## ZADANIE DO WYKONANIA
Proszę wyodrębnić i przepisać w całości każdy z poniższych wierszy, w którym występuje ciąg „positive”.

════

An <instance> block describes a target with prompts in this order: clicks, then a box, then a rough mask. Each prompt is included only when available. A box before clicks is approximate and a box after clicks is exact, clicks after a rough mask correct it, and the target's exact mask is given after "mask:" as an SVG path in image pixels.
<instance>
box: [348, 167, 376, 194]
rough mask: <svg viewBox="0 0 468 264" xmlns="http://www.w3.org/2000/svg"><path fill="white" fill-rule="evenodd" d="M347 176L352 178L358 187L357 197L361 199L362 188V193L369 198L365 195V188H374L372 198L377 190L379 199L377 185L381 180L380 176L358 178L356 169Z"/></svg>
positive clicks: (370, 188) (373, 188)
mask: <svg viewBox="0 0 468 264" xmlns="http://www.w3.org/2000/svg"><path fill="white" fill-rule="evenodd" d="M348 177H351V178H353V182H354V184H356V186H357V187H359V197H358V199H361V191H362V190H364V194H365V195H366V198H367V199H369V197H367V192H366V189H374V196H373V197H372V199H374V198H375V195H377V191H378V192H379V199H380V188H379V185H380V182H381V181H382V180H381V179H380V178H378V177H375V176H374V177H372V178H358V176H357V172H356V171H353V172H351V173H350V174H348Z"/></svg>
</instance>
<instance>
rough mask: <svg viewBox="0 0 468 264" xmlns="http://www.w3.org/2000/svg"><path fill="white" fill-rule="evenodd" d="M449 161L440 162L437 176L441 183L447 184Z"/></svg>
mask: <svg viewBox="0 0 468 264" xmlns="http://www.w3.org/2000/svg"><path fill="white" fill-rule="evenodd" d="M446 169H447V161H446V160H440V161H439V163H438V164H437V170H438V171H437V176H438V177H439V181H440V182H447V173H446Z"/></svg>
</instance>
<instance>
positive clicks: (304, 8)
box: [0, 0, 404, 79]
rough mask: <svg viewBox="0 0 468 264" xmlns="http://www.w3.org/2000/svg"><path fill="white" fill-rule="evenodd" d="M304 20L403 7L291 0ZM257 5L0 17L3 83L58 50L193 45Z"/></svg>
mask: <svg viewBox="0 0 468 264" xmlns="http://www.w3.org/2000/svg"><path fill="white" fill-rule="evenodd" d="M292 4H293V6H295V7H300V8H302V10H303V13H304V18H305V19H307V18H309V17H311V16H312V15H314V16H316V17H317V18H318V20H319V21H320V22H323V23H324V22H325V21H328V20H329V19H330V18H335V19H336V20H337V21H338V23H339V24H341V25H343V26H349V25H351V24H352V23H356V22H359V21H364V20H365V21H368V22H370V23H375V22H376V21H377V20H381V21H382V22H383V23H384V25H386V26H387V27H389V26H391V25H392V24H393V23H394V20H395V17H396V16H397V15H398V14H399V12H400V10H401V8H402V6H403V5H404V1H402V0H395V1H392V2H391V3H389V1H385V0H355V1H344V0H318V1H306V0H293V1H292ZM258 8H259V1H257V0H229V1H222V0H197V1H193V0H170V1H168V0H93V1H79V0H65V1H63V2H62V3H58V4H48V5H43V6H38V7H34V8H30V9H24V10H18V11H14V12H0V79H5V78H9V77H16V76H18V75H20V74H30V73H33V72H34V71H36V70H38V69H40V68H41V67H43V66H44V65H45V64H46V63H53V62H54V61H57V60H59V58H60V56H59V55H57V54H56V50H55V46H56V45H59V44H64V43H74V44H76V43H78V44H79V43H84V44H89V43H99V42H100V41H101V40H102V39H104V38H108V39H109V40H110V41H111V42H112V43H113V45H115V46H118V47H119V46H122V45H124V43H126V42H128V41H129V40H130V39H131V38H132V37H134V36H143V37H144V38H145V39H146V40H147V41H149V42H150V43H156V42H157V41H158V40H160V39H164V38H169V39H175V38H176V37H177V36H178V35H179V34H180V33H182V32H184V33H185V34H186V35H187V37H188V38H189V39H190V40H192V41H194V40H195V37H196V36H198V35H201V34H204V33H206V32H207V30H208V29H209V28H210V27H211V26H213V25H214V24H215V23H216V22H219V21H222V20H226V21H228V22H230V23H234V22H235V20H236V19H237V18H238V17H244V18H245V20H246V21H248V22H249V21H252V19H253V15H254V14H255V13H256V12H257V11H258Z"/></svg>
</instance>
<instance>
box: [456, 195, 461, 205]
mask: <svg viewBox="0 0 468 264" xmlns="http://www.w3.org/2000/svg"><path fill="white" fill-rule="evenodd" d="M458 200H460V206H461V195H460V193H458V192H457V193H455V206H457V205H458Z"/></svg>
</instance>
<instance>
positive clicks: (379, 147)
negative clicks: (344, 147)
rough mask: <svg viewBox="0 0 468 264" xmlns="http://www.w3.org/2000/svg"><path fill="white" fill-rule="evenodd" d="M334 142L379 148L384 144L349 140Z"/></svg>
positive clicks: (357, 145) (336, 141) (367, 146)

════

## WYNIK PONIŻEJ
positive clicks: (370, 188) (373, 188)
positive clicks: (304, 8)
positive clicks: (379, 147)
positive clicks: (357, 145) (336, 141) (367, 146)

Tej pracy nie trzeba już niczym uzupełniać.